» Instrução 1:
Na análise de Precisamos Falar Sobre o Kevin, em que festa Eva aparece logo no primeiro momento do filme?
» Instrução 2:
Diga se cada afirmação concorda com a análise do filme, respondendo sim ou não e citando as palavras decisivas: (a) Kevin comete a chacina aos 16 anos. (b) No supermercado, Eva conversa com a mãe de uma das vítimas. (c) A fotografia do filme é dominada por cores vivas.
» Instrução 3:
Liste todos os atores que, segundo a análise, estrelam o filme.

== Trecho citado

Análise de Cinema | Precisamos Falar Sobre o Kevin


Atenção: Esse post contém spoilers que relatam alguns detalhes da trama do filme. Caso não tenha assistido e se incomode com isso, sugiro que leia apenas após assisti-lo ;)

Assisti recentemente a Precisamos Falar Sobre o Kevin, filme dirigido por Lynne Ramsay e estrelado por Tilda Swinton, John C. Reilly e Ezra Miller. A trama conta a vida de Eva, uma mãe que abdica de suas ambições e prazeres para dar a luz a Kevin, filho do qual a mesma nunca conseguiu se identificar ou criar qualquer intimidade. Ao completar 16 anos, o garoto comete uma chacina no colégio em que estuda, fazendo com que sua mãe viva um dilema perturbador, dividida entre a culpa e o amor incondicional pelo filho. Um drama/suspense soturno e, por vezes, difícil de se assistir, tamanha a brutalidade que o ser humano pode cometer, especialmente por se assemelhar com tantas histórias reais que acontecem pelo mundo contemporâneo.

O que mais chamou minha atenção na direção de Ramsay foi a utilização da cor vermelha, que permeia toda a obra. A diretora brinca com a cor (sempre muito viva em tela, em contraste com a fotografia pastel) fazendo uma associação direta com a culpa que a protagonista carrega. Ironicamente, logo no primeiro momento do filme, Eva aparece em raríssima cena de diversão em La Tomatina (tradicional festa espanhola em que os participantes atiram molho de tomate um nos outros). A cena, no entanto, intensifica a viscosidade e o som do alimento sendo atirado, o que traz uma certa repulsa ao espectador. Sentimento que acompanhará a cor vermelha ao longo do filme. Além disso, como mostra o quadro abaixo, a protagonista aparece coberta de molho de tomate e carregada como uma mártir, papel que a mesma  - de certa forma - acaba exercendo durante obra.


A trama transcorre e em certo momento observamos Eva fazendo compras em um supermercado qualquer. Observem nos frames abaixo. A protagonista aparece andando sozinha pelo corredor, num ambiente sem vida, sem cores predominantes, demonstrando a solidão e depressão que carrega. A cena transcorre, e ela acaba avistando a mãe de uma das vítimas de seu filho, fazendo com que automaticamente se esconda no corredor ao lado, evitando qualquer tipo de contato. Nesse momento a diretora, de forma interessante, enquadra a moça em meio a dezenas de latas de molho de tomate, fazendo uma associação clara, e óbvia, a abertura do filme, e a imensa culpa (novamente) que carrega.

====
== Dados armazenados

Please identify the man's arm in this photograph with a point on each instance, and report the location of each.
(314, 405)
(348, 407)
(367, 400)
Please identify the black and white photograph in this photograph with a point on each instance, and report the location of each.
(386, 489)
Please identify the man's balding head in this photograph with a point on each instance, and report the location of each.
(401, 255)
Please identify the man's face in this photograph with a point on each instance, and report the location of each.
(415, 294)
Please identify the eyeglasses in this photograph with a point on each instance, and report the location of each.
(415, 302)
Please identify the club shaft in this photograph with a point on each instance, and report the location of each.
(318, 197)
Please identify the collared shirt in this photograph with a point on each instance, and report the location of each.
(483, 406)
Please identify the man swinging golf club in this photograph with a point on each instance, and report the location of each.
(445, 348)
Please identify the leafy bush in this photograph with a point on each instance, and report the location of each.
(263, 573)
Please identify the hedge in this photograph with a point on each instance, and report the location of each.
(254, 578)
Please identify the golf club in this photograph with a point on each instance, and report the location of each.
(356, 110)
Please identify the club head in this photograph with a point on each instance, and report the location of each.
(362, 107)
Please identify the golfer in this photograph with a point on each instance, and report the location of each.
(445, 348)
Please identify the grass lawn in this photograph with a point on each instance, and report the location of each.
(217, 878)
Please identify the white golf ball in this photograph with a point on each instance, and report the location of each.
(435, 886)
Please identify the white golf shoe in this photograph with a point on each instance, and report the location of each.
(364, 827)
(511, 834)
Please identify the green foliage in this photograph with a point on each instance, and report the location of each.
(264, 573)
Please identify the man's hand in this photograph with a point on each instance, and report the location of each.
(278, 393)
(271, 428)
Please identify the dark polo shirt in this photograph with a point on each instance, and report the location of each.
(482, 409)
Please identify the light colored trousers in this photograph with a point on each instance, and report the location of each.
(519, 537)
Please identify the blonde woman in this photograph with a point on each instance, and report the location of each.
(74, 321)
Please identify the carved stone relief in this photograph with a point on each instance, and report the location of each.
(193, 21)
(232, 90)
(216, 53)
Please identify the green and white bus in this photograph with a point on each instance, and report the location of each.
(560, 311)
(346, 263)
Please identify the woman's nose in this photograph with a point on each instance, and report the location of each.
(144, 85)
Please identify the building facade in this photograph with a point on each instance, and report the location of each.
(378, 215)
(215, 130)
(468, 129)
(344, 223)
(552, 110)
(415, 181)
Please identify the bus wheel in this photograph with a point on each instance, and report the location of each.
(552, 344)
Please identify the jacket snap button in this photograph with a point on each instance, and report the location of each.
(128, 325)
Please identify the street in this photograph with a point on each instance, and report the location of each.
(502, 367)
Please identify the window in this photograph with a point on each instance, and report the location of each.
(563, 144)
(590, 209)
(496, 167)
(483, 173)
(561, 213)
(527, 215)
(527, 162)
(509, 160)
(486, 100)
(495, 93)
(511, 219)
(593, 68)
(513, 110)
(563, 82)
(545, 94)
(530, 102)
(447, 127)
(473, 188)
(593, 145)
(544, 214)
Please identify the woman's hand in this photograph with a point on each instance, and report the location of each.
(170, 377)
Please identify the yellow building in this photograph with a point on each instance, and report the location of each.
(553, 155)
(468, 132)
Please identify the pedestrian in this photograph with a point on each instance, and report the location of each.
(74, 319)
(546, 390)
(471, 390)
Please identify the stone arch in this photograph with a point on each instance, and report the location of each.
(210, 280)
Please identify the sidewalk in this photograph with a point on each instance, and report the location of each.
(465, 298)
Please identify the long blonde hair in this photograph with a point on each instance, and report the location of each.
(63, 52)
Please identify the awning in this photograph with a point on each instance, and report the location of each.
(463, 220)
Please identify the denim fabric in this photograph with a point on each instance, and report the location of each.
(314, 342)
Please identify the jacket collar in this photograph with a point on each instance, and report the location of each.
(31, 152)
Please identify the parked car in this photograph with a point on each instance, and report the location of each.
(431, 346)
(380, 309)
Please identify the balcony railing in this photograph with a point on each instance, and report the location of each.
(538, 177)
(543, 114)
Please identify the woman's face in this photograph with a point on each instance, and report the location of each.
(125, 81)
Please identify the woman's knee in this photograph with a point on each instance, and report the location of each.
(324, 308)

====

» Resposta esperada 1:
Em La Tomatina, tradicional festa espanhola em que os participantes atiram molho de tomate uns nos outros.

» Resposta esperada 2:
(a) Sim: "Ao completar 16 anos, o garoto comete uma chacina no colégio em que estuda".
(b) Não: "fazendo com que automaticamente se esconda no corredor ao lado, evitando qualquer tipo de contato".
(c) Não: "sempre muito viva em tela, em contraste com a fotografia pastel".

» Resposta esperada 3:
- Tilda Swinton
- John C. Reilly
- Ezra Miller